**Extract provided:**
— Start —

Canadian Customs And Global Trade Alert

Canadian Customs And Global Trade Alert

Global Trade Alert | This article was posted by our friends at Deloitte and reproduced here for our readers:


U.S. President-elect Donald Trump is preparing to completely overhaul U.S. trade policy. A memo drafted by the President-elect's transition team sets out a 200-day plan governed by five major trade objectives. The first objective is the renegotiation or withdrawal from the North American Free Trade Agreement (NAFTA).

The President-elect plans to launch a study of the process and consequences of a potential NAFTA withdrawal on the first day of his taking office. He will consider making a formal NAFTA withdrawal by day 200.

1. The Trump trade plan signals an important policy shift. The transition team's memo states that, "The Trump administration will reverse decades of conciliatory trade policy. New trade agreements with be negotiated that provide for the interests of U.S. workers and companies first."

2. As part of the trade plan, the President-elect may consider placing a 35 per cent tariff on goods from Mexico and punishing U.S. companies who moved plants to Mexico. The U.S. government's withdrawal from NAFTA is being considered, in part, because Mexico will likely oppose a dramatic tariff increase.

3. In addition, President-elect Trump will likely be a strong promoter of Buy American Act of 1933 and Buy America Act provisions.

4. As a result, he may seek to eliminate exemptions from Buy American Act of 1933 and Buy America Act provisions available under NAFTA.

5. Furthermore, he might consider scrapping the Chapter 11 NAFTA investor-state dispute resolution mechanism.

6. Government leaders have been quick to respond in the wake of the U.S. election. One day after President-elect Trump's victory, Canadian Prime Minister Trudeau announced that Canada is willing to renegotiate NAFTA.

7. Representatives of Mexico also stated that they are prepared for dialogue.

8. Business leaders have kept a watchful eye on the President-elect's NAFTA agenda. NAFTA proponents note that importers, exporters and investors have established businesses based upon NAFTA's free trade rules and investment rules for 22 years. It has been the glue that has bound a strong, integrated North American economy. Some hold hope that protectionist talk will be shaped into more pragmatic policies.

9. However, President-elect Trump may follow through with his plan. His views are shared by NAFTA critics who claim that Mexico has been the main NAFTA beneficiary. In contrast, NAFTA has been associated with losses in the American manufacturing sector. For example, nine out of the last ten auto assembly plants announced in the NAFTA countries have, or will be, built in Mexico.

10 While Trump has targeted the United States' trade relationship with Mexico, Canada could be sideswiped in any NAFTA renegotiation.

11. It is hard to predict what would happen if the United States withdrew from NAFTA. There is some concern that Canadian and American business relationships could be upended. Others have suggested that cross-border trade and investment in North America could dry up, crippling some industries and sparking a trade war.

— End —

**Supplied information:**
— Start —

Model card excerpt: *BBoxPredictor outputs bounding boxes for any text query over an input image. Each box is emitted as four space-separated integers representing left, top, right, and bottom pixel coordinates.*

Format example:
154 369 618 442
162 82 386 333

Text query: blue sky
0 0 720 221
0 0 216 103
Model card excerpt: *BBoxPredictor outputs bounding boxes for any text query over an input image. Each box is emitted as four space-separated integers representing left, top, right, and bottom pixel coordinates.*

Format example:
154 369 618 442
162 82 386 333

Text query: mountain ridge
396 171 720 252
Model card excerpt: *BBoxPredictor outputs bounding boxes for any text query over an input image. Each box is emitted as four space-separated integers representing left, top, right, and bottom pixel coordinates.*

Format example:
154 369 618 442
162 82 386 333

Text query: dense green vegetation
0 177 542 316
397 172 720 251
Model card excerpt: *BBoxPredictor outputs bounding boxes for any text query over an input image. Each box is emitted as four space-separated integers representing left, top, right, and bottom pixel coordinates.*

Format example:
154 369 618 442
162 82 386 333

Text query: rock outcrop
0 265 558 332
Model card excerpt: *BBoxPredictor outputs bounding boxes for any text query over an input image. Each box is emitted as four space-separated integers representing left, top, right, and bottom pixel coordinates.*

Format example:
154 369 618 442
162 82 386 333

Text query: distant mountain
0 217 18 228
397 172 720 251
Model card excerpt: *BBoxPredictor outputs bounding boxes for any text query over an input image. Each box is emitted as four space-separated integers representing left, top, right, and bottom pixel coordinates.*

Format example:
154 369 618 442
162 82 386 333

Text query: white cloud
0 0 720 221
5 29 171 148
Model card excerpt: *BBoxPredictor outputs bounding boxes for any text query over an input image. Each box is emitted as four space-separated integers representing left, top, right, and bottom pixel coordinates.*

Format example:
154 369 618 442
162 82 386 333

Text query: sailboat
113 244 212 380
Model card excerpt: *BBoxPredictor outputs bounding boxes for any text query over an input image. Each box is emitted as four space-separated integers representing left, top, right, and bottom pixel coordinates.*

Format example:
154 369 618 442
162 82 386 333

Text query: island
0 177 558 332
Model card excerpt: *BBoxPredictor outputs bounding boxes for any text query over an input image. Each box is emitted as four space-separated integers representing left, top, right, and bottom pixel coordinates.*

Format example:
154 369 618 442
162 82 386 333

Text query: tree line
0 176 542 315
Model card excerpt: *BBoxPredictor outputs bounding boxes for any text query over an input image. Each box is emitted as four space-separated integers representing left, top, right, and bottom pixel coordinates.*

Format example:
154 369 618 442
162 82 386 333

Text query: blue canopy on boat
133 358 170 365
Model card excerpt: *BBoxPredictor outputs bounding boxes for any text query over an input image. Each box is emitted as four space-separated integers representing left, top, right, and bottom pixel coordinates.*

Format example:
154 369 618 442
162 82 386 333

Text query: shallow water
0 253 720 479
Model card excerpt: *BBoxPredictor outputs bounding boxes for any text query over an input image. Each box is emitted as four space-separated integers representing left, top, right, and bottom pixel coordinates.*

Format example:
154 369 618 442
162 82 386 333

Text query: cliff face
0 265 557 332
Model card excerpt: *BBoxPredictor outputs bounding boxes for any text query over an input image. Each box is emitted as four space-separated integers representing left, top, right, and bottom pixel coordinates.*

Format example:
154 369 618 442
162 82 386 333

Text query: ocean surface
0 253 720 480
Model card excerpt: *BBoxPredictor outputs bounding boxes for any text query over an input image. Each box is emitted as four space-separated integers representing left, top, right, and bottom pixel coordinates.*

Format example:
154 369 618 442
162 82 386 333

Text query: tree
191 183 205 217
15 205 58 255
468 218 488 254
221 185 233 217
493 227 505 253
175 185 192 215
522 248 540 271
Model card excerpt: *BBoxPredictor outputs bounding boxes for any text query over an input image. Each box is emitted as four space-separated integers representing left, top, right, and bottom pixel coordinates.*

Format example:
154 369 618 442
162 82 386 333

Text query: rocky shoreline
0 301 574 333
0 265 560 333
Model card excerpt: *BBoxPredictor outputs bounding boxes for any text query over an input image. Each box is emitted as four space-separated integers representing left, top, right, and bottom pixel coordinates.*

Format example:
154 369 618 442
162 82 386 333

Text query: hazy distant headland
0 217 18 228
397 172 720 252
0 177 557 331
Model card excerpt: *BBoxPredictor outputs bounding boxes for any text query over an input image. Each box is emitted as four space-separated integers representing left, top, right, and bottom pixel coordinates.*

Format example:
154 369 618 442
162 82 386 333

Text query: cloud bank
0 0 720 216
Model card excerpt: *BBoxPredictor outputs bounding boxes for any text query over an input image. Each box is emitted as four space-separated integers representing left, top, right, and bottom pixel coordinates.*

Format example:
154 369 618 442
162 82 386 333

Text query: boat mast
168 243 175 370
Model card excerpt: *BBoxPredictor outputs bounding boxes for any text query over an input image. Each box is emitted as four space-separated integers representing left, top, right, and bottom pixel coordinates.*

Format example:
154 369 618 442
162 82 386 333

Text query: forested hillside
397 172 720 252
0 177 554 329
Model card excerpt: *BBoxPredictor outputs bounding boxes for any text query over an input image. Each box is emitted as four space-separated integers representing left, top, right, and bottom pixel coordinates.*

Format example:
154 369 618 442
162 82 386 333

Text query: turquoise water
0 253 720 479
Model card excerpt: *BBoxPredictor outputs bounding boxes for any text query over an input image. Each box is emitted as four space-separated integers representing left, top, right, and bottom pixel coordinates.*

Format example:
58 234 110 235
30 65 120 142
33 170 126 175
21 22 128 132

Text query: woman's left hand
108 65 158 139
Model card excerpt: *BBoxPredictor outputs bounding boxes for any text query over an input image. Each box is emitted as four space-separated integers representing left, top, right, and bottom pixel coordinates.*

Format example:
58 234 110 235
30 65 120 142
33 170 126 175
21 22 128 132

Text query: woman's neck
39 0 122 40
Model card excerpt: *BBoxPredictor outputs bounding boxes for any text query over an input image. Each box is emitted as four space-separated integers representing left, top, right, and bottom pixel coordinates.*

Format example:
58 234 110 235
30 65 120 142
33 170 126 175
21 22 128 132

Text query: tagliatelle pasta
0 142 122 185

— End —

**Task list:**
A: In the NAFTA trade alert, what tariff might the President-elect place on goods from Mexico?
B: Pick up the NAFTA trade alert after its last sentence and write its continuation.

**Task-by-task results:**
A: A 35 per cent tariff.

B:
12. This paper is designed to provide information to help readers assess the situation by discussing whether or not President-elect Trump can withdraw from NAFTA once he takes office and mentioning some possible outcomes. 


President-elect Trump has claimed that NAFTA, "is the single worst trade deal ever approved in the country" and that "Good American jobs" are going to Mexico.

13. NAFTA's potential adverse effect on jobs has been an issue even before the agreement was ratified. Ross Perot, a 1992 U.S. presidential candidate, suggested that if and when NAFTA was signed, "You're going to hear a giant sucking sound of jobs being pulled out of this country." He predicted that NAFTA would cause the loss of five million American jobs. That did not happen.

14. Economists and politicians predicted that the United States would gain a significant number of jobs. That did not happen either. American job losses resulting from NAFTA were modest.

15. Trade experts have argued that NAFTA is simply a scapegoat for other factors affecting American jobs. Such factors include China's rise as the world's factory, advancements in technology, robotics, and currency fluctuations.

16. Whatever the reason, many displaced American workers have seen their jobs moved offshore. President-elect Trump's support includes displaced workers who do not have the means to retrain for other work.

17. One striking example is in the auto industry. NAFTA has transformed the auto industry, arguably benefitting Mexico, harming Canada, and diminishing the former dominance of the U.S. Midwest.

18. In 2015, Mexico was the world's fourth-largest auto exporter. In that year, it produced approximately 3.5 million cars annually. By 2020, it is expected to produce 5 million autos. NAFTA critics often reference this example in order to bolster the argument that the United States must impose high trade tariffs in order to protect American jobs.

19. On the other hand, some American companies and their workers depend upon the market access provided by free trade agreements, such as NAFTA. For American exporters, free trade agreements provide critical access to foreign markets. NAFTA proponents claim that it created a rising economic tide.

20. The following statistics illustrate the degree to which Canadian and American trade and investment has been rising:

  • In 2015, the value of goods and services traded between Canada and the United States was almost CDN881 billion.
  • Canada is the second-largest market for U.S. services exports. Canada-U.S. services trade reached approximately CDN122.8 billion in 2015 (an increase of 205.1 per cent since 1993).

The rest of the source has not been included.